Your instructions = Please copy each of the following items exactly as it appears.

Records shown =
-.-.-
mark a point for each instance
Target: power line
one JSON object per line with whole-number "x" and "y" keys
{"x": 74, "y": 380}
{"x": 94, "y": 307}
-.-.-
The completed task =
mark a point for each instance
Target: power line
one JSON object per line with whole-number "x" and "y" keys
{"x": 74, "y": 380}
{"x": 94, "y": 307}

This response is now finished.